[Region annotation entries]
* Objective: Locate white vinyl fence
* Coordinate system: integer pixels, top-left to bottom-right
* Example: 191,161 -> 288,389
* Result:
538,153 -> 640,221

• **Description of the task**
Please list every line in the records that contains the string "Coordinate". Treat uppercase and lowercase as different.

• **Output of the exercise**
* Coordinate system: integer pixels, top-left to bottom-right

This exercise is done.